TO BE DONE => Please repeat every line of the data below without changing a single character.

..............................

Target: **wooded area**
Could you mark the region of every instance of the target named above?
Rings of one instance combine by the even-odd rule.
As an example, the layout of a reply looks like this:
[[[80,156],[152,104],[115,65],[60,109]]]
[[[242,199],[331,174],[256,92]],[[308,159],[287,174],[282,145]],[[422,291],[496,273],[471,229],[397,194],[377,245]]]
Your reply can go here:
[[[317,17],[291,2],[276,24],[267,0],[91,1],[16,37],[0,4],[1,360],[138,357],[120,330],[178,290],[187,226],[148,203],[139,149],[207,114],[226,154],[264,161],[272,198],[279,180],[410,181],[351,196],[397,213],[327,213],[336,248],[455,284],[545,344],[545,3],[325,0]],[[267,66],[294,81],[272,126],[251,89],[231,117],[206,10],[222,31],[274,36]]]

..............................

WRITTEN REPLY =>
Target: **wooded area**
Could you mark the region of every instance of the target named above?
Rings of one instance combine by the even-odd rule.
As an example, the layout of a reply looks like this:
[[[80,156],[152,104],[115,65],[60,109]]]
[[[242,199],[331,174],[256,92]],[[308,159],[287,174],[282,145]],[[422,291],[496,273],[471,229],[397,194],[377,245]]]
Your reply can go here:
[[[317,17],[291,2],[276,24],[267,0],[91,1],[16,37],[0,4],[1,360],[138,357],[120,330],[178,290],[187,226],[148,203],[139,149],[207,114],[226,154],[264,161],[272,198],[279,180],[410,181],[351,196],[397,213],[327,213],[336,248],[455,284],[545,344],[545,3],[325,0]],[[267,66],[294,81],[272,126],[251,89],[231,117],[206,10],[222,31],[274,36]]]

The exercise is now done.